▶ [Задание 1]:
В каких видах искусства, согласно тексту о режиссерском замысле, существуют свои установившиеся штампы? Назовите все.

Я не раз пытался для себя сформулировать: что же мешает или что помогает возникновению будущего образа спектакля в сознании режиссера? Как развивается мысль на этом трудном и мало еще изученном пути от первого возникновения замысла до его реализации? При этом я имею в виду не самый репетиционный процесс, а, так сказать, психологический этап созревания, вынашивания и окончательного оформления режиссерского замысла.

Мне кажется, что уже на самой ранней стадии возникновения мысленного представления о будущем спектакле мы нередко сами умножаем препятствия, встречающиеся на этом сложном и весьма ответственном творческом этапе, от которого во многом зависит конечный художественный результат. К сожалению, многие из нас недооценивают этот важный период и совсем немногие пытаются разобраться в своей собственной творческой лаборатории.

{60} В режиссуре, так же как и в литературе и в актерском искусстве, существуют свои установившиеся штампы. И корни этих штампов лежат у самых истоков создания будущего спектакля, когда после прочтения пьесы начинает работать воображение, когда оно должно как бы изнутри вскрыть природу авторского замысла, идейный смысл произведения. Вот на этом этапе и подстерегают его, воображение, опасные враги, которые в самом своем зарождении убивают нормальный и свободный процесс формирования образа спектакля.

Возможно, моя мысль будет выглядеть парадоксально, но я считаю, что главным тормозом в начальном периоде поисков режиссерского решения, вынашивания замысла является так называемое видение будущего спектакля, которое возникает сразу же после прочтения пьесы.

Преждевременно появившееся видение спектакля не может быть тем подлинным творческим видением, которое возникает только в результате длительного и сложного процесса постижения внутреннего содержания пьесы.

Первоначальное видение неизбежно будет носить характер умозрительный, и находится оно обычно в плоскости очень привычных и очень избитых представлений.

Простой пример. Если вам скажут: «Венеция XVIII века», у вас сразу возникает первое представление об этом сказочно-красивом городе, городе улиц-каналов, гондольеров в плащах, городе мраморных дворцов и старинных соборов. Возникновение такого представления закономерно и понятно. Но исчерпывает ли оно все явление в целом? К сожалению, первое представление иногда подменяет собой все реальное многообразие и глубину того или иного явления, и, пользуясь им, мы переносим в наши книги, фильмы, пьесы, спектакли лишь первые попавшиеся ассоциации, внешние признаки, оболочку.

И опасность здесь не только в стилизации. Опасность глубже. Именно на этом пути создаются условия для возникновения бескрылых, творчески не решенных спектаклей, внешне как будто бы и правильных, но таких уныло-безрадостных.

Одним словом, мне кажется, что первое представление часто бывает дилетантским, даже обывательским. Оно и содержит в себе банальность, которая мешает проникновению в глубину содержания данного произведения. Вот почему я думаю, что самое главное на первом этапе работы — суметь мужественно отказаться от того результата, к которому так настойчиво рвется ваше воображение. А сделать это чрезвычайно трудно.

▶ [Записи набора данных]:
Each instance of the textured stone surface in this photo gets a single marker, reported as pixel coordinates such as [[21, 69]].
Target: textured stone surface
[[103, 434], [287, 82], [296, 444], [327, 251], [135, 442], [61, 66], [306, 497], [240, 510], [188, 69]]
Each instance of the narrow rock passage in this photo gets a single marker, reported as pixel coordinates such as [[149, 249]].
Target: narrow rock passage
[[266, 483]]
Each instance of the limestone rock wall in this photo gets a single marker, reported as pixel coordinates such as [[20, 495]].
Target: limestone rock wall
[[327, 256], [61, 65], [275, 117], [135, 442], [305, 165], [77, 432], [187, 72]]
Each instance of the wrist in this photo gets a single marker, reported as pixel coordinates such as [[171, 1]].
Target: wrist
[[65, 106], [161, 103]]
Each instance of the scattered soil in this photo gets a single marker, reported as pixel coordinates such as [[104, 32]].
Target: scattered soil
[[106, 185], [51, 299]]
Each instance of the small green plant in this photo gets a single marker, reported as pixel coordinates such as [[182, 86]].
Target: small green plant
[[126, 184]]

▶ [Задание 2]:
Замените «textured stone surface» на «rough stone surface» в записях, начиная с первой строки записей и заканчивая строкой с «510], [188, 69]]» включительно. Выведите только эти строки, больше ничего не меняя.

▶ [Решение 1]:
Режиссура, литература, актерское искусство.

▶ [Решение 2]:
Each instance of the rough stone surface in this photo gets a single marker, reported as pixel coordinates such as [[21, 69]].
Target: rough stone surface
[[103, 434], [287, 82], [296, 444], [327, 251], [135, 442], [61, 66], [306, 497], [240, 510], [188, 69]]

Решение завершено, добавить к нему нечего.